**INSTRUCTION**
Set down, word for word, the lines that begin at the one containing "mark every mooring" and stop after the one containing "[[410, 50, 450, 169], [146, 77, 190, 166]]".

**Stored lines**
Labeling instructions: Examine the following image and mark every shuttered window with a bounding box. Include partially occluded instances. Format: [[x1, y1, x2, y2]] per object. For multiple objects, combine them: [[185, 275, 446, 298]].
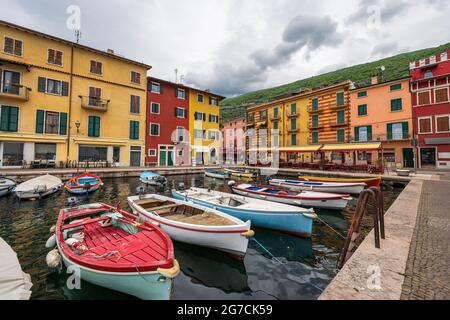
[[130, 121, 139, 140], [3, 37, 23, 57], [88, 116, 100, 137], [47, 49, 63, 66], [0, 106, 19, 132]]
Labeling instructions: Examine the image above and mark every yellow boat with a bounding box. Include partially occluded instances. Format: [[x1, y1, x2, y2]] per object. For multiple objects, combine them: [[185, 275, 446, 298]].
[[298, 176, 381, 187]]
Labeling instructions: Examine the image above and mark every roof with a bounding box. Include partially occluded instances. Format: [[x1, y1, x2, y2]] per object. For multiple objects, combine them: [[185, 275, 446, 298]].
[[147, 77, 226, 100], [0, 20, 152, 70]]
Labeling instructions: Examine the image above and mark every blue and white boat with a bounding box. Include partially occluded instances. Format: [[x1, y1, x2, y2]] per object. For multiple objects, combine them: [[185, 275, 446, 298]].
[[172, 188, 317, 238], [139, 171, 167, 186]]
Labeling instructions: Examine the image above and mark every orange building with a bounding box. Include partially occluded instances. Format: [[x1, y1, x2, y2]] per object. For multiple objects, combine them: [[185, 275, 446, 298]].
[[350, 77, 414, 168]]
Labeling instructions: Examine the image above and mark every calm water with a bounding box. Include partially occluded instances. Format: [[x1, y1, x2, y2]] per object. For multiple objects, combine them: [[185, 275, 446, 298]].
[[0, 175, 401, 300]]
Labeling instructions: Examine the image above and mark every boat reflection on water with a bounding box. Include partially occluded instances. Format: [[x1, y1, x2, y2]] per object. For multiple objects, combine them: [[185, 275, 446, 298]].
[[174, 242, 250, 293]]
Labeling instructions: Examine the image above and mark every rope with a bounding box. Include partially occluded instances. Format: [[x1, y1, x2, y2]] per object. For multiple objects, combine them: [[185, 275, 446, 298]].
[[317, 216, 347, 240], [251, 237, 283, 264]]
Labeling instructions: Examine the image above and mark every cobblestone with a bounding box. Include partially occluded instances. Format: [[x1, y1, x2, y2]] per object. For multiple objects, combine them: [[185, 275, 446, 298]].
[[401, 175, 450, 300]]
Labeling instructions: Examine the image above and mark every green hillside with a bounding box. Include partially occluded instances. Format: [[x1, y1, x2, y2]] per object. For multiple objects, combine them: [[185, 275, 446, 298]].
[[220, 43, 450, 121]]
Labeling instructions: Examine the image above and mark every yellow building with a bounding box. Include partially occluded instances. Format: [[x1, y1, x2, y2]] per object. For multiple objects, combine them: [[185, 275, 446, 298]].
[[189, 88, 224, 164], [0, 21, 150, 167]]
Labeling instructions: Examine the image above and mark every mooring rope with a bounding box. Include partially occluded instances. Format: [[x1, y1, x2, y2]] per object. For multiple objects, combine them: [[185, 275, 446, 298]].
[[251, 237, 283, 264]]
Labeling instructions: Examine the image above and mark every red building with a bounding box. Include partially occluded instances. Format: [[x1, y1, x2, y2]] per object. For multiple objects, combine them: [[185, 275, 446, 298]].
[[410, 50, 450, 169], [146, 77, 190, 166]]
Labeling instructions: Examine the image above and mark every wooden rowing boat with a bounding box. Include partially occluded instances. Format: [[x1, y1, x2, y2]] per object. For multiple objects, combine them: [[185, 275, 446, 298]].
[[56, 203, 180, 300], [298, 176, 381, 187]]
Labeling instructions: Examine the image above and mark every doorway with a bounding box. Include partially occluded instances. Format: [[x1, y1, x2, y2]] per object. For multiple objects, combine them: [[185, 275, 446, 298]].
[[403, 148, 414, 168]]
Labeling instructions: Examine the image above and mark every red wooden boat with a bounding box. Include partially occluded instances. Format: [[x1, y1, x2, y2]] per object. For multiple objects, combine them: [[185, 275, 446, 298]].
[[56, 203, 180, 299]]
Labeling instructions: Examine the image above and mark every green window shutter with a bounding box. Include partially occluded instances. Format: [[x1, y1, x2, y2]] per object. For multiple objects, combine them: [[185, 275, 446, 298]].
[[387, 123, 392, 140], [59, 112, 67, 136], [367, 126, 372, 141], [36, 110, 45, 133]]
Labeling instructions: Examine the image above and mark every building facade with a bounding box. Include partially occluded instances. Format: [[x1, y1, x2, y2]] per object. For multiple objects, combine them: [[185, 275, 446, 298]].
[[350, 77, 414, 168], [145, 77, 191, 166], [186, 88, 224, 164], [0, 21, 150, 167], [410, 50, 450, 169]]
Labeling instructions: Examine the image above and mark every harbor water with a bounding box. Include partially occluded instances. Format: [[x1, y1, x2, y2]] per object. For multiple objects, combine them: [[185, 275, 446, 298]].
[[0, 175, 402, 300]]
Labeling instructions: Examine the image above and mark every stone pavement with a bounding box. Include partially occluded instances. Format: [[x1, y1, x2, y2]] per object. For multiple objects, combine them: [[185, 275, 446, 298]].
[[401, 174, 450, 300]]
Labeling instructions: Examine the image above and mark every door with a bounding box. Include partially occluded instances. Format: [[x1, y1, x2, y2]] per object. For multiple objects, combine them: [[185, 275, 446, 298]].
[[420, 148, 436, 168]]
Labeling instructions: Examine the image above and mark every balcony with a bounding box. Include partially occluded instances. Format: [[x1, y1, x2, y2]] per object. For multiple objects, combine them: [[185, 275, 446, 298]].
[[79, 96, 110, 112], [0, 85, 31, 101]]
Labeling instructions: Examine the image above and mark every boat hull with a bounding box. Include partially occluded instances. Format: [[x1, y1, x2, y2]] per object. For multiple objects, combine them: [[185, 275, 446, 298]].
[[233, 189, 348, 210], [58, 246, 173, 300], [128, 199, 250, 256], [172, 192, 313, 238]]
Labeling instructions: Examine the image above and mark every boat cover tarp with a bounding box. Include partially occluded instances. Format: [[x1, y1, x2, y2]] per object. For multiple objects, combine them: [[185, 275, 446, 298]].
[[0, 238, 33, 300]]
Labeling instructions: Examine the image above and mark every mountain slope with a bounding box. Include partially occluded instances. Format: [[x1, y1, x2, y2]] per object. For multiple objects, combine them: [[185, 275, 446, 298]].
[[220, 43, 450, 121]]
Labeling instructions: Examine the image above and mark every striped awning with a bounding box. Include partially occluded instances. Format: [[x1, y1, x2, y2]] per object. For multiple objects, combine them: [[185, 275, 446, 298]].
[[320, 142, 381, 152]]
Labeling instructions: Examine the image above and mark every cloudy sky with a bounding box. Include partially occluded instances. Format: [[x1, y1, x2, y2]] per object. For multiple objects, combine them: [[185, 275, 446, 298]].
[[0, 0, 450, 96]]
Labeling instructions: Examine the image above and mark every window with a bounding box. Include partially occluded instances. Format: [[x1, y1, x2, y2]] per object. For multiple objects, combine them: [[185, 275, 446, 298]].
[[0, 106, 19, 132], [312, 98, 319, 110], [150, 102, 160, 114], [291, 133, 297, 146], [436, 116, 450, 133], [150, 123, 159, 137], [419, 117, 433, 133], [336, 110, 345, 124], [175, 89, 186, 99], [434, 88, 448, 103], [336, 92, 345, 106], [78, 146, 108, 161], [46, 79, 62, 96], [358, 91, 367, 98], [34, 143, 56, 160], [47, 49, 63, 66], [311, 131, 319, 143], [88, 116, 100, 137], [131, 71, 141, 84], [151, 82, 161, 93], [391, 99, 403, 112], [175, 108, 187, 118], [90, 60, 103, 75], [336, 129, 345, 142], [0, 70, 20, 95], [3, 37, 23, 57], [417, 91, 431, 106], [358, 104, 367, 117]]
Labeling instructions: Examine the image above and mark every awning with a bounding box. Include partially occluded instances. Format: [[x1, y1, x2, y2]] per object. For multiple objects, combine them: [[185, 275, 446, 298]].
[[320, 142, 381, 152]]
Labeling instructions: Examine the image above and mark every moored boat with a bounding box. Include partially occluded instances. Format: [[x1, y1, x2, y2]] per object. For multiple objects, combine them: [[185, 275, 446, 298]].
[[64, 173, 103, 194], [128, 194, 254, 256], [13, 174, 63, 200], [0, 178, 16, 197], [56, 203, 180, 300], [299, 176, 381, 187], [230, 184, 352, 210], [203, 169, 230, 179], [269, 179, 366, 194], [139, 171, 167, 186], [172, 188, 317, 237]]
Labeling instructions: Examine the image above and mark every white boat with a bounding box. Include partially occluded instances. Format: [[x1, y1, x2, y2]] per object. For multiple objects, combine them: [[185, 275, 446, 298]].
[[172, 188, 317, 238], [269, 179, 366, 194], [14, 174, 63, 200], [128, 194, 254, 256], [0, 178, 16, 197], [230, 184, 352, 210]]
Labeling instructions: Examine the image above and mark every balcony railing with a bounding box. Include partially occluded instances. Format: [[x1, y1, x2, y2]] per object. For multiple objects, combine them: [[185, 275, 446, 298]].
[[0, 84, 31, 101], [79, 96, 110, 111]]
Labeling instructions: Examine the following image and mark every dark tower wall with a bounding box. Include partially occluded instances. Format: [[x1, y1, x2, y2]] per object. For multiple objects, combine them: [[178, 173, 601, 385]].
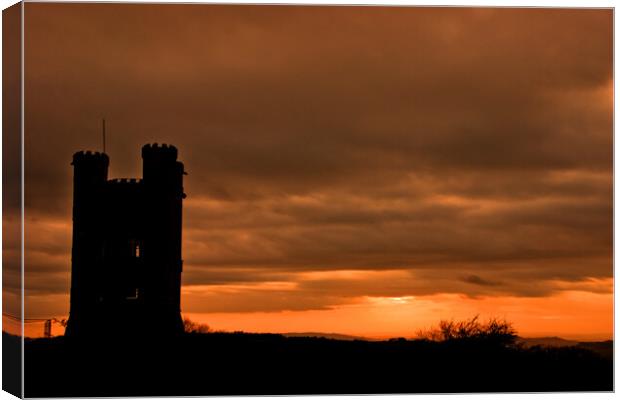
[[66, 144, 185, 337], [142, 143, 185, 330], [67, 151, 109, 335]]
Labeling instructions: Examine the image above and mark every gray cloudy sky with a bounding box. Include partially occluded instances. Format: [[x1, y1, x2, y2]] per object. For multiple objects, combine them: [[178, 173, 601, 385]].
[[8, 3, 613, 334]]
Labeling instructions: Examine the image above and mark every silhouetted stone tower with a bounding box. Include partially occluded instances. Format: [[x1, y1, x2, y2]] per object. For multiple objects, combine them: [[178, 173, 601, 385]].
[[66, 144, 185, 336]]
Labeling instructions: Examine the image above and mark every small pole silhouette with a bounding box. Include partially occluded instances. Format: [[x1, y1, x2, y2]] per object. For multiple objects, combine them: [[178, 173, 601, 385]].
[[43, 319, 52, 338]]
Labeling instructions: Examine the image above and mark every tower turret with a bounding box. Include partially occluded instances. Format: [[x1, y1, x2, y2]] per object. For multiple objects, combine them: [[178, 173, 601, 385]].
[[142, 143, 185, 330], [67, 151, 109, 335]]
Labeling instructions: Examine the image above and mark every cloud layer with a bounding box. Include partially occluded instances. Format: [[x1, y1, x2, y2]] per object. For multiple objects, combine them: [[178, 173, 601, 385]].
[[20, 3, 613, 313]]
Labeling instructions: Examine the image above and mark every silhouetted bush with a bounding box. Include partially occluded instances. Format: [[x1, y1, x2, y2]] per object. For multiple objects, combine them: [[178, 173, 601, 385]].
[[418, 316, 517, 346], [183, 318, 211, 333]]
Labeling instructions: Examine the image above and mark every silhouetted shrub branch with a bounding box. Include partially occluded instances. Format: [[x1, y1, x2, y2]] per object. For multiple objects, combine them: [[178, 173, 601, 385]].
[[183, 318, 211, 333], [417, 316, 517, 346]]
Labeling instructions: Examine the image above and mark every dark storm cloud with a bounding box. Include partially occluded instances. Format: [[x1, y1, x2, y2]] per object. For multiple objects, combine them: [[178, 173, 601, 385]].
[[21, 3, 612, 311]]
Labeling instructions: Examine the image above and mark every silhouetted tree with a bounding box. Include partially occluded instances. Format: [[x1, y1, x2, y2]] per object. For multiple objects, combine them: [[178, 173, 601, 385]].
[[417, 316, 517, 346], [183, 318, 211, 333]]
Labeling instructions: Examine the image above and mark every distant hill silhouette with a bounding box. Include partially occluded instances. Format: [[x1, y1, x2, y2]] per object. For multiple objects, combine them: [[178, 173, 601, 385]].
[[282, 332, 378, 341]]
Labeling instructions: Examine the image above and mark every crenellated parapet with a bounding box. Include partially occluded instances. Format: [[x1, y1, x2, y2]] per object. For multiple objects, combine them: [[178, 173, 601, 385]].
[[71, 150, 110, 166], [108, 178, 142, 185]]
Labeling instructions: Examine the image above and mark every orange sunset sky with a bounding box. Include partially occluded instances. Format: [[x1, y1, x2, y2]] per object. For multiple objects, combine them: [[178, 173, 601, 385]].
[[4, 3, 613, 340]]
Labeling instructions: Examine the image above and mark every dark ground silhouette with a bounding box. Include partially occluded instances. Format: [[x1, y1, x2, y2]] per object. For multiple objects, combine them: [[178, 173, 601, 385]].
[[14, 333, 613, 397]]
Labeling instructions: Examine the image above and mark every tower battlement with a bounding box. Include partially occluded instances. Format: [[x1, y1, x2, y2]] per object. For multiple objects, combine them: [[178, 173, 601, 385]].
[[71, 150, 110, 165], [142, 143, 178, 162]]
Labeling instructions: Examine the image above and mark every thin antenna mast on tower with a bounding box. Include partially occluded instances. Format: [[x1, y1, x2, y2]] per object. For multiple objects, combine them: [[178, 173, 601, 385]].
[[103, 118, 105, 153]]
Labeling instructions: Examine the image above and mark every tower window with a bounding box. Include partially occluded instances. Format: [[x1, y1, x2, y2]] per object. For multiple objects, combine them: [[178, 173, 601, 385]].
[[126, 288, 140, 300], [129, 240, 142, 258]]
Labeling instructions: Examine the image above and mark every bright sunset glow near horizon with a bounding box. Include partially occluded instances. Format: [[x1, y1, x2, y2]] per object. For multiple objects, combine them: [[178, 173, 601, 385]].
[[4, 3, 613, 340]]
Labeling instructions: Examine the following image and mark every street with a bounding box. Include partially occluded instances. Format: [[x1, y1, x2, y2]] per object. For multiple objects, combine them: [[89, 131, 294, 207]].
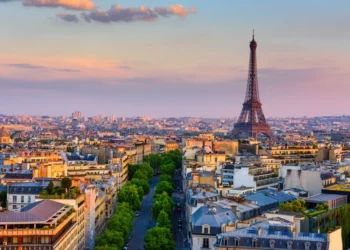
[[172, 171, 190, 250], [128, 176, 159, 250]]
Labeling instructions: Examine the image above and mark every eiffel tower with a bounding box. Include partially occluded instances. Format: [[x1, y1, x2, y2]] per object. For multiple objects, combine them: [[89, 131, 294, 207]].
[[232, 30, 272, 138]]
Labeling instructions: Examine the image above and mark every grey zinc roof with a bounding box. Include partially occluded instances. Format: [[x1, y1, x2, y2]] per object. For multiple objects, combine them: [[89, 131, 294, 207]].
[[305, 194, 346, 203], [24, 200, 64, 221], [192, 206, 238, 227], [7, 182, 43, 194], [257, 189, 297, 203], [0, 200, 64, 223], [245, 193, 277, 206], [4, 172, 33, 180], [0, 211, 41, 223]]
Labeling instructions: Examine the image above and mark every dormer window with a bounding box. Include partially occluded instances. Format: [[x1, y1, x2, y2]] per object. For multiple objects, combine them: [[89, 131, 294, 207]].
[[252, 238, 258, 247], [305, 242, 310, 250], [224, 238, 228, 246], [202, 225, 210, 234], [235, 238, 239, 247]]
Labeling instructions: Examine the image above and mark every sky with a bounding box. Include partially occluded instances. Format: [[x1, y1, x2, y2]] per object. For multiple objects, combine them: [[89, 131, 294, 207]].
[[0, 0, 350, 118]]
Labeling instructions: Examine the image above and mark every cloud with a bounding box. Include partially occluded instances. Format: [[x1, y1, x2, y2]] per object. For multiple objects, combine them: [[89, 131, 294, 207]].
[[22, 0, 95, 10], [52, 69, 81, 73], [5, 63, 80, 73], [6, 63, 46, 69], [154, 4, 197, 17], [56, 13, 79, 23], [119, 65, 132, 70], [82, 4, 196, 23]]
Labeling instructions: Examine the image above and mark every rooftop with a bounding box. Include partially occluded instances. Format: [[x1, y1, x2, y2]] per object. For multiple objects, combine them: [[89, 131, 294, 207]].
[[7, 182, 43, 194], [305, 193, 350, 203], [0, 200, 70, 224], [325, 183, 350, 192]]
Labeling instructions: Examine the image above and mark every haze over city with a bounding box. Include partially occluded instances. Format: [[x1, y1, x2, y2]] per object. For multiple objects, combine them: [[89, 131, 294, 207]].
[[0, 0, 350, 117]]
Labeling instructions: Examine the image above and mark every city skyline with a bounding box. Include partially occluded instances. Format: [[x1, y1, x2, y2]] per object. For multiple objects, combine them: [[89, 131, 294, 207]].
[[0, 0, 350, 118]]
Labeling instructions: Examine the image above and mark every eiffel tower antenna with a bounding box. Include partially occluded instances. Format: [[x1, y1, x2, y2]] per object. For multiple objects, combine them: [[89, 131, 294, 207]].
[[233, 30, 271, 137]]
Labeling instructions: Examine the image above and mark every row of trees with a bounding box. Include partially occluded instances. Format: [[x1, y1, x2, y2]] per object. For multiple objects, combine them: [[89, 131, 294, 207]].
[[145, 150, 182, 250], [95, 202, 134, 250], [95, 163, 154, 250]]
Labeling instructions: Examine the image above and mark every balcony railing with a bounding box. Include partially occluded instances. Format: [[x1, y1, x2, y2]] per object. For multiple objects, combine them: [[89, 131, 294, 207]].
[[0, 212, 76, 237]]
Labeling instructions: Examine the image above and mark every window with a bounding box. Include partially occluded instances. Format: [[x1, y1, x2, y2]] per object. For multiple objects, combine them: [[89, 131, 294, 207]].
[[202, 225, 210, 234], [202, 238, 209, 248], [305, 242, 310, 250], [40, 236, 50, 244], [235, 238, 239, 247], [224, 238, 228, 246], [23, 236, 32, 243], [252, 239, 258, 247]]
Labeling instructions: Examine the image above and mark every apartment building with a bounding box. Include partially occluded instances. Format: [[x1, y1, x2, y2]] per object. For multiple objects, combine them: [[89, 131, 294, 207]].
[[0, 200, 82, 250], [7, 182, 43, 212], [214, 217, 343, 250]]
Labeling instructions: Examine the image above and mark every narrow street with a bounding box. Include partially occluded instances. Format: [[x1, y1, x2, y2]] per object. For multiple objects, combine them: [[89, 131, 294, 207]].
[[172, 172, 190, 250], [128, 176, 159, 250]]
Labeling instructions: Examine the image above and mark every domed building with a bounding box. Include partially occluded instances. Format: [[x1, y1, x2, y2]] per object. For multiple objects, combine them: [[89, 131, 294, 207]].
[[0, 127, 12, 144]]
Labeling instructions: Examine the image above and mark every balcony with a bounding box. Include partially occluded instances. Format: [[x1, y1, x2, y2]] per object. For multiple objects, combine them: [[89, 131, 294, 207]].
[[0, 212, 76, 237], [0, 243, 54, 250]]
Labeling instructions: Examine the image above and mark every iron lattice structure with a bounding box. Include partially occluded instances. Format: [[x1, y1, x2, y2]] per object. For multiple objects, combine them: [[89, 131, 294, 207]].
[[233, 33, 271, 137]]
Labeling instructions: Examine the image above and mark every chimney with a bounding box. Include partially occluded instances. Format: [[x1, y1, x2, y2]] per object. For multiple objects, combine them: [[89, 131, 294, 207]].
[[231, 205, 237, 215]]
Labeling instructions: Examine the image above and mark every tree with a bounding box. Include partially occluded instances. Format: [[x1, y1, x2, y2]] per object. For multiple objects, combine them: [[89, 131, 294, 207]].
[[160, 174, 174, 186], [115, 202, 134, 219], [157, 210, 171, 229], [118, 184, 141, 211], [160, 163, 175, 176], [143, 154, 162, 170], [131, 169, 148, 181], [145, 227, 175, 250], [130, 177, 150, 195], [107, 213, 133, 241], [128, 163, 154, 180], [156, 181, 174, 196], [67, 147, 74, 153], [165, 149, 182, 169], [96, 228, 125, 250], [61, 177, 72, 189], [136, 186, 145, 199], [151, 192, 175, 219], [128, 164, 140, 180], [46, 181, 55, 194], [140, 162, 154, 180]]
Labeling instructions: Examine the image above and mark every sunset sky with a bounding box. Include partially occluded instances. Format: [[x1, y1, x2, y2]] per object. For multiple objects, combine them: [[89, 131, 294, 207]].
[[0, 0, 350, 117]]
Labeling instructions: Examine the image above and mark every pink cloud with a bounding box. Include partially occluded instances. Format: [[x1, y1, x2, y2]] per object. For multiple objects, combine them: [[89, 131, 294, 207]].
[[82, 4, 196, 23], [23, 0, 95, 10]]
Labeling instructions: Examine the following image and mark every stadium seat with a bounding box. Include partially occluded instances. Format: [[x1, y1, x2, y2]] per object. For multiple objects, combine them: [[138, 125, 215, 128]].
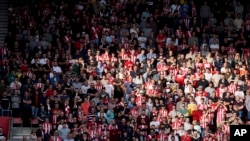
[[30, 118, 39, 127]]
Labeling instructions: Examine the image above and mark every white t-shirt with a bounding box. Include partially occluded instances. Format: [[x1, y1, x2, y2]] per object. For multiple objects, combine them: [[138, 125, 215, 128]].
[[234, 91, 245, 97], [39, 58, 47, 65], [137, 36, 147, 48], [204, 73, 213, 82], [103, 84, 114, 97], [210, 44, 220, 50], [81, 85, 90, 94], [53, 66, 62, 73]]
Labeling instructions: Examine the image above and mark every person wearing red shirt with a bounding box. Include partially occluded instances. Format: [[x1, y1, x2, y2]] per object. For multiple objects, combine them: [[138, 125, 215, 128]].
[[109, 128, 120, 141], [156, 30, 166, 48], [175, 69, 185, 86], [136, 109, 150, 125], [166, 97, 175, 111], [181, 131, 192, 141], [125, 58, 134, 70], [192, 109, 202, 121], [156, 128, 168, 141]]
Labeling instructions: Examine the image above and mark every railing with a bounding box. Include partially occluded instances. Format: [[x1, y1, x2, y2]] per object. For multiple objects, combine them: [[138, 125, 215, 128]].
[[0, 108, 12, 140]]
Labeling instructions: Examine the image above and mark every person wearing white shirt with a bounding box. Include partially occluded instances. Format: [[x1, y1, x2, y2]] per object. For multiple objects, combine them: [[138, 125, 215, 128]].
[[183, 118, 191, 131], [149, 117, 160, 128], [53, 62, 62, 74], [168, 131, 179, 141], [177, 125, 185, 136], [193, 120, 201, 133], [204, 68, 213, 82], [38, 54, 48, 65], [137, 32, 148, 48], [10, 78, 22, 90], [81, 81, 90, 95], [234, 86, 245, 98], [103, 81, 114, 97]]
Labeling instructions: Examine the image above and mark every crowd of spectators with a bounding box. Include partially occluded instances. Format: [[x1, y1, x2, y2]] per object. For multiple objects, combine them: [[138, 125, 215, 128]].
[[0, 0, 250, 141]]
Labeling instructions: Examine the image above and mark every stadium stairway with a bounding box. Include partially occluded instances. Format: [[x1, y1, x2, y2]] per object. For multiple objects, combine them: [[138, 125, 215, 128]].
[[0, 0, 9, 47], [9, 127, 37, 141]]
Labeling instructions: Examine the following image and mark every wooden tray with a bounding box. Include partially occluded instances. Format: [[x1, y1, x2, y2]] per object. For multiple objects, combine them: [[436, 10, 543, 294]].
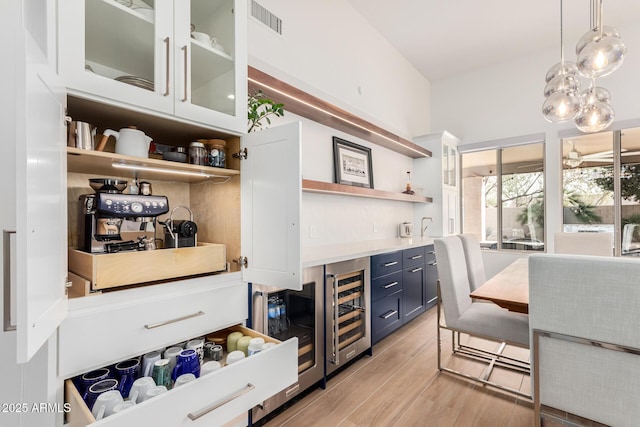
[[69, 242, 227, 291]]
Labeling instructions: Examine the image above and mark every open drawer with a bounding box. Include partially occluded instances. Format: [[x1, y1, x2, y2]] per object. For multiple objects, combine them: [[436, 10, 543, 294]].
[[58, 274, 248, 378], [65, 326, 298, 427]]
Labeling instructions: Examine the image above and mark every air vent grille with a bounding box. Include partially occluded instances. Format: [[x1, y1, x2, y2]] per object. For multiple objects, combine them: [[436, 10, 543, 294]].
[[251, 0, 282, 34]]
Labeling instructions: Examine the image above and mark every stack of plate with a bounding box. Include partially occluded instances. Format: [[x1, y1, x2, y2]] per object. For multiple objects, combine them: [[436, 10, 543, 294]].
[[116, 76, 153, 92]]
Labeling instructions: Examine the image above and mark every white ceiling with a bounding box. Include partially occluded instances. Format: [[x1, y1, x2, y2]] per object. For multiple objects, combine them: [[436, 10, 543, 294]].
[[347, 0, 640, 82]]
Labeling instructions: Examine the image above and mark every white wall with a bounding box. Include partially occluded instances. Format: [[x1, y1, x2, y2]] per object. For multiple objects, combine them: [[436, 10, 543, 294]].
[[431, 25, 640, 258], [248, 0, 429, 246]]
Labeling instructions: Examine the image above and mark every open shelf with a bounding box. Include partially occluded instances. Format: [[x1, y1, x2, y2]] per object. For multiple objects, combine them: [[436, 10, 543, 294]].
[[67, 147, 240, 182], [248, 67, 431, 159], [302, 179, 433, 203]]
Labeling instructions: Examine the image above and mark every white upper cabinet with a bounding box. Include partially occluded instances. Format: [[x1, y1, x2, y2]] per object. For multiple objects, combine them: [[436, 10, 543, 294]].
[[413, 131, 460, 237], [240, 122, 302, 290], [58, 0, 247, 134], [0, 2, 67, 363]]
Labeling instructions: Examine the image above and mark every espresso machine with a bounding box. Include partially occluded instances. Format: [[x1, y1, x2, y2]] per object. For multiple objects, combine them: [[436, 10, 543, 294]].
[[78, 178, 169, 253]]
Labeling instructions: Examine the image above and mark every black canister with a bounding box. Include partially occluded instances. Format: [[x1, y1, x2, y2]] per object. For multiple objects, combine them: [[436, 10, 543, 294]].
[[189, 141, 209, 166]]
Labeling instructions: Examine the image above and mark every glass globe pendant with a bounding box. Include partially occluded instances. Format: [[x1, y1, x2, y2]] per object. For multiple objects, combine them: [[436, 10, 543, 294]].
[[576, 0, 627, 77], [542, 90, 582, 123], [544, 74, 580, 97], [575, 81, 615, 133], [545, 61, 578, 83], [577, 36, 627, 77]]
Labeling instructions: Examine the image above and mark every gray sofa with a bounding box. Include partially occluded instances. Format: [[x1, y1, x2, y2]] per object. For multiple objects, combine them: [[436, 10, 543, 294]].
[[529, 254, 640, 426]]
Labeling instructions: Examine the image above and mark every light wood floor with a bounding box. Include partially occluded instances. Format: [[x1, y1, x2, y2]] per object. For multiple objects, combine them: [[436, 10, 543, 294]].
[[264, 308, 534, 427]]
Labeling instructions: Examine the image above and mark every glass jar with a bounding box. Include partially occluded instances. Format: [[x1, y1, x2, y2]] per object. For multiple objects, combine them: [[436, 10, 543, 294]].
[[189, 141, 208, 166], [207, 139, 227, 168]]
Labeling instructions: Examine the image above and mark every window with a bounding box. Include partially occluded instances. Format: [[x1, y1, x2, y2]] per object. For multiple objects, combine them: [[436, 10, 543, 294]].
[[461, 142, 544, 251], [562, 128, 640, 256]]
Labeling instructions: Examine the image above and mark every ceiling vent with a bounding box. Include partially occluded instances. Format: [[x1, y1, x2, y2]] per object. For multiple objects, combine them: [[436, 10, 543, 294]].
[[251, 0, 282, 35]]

**RESPONSE**
Labeling instructions: Examine the image above and mark every mooring rope with a bounding box. Include partially occluded instances. Format: [[x1, y1, x2, y2]] per object. For multiple objects, combine them: [[185, 275, 446, 298]].
[[251, 237, 283, 264]]
Labeling instructions: Examine the image above and mark every red building with a bounding box. Include partially occluded instances. Format: [[x1, y1, x2, y2]] per object. For multiple objects, combine them: [[185, 275, 446, 298]].
[[410, 50, 450, 169], [146, 77, 190, 166]]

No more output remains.